* **Records for the task**:
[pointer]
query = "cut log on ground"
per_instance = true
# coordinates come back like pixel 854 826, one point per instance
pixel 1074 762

* **Task objective**: Verbatim reproduction is required for the line holding "# coordinates come" and for every line after it in the records, with no other line included.

* **Response to the exercise**:
# coordinates come back like pixel 854 826, one point per instance
pixel 1074 762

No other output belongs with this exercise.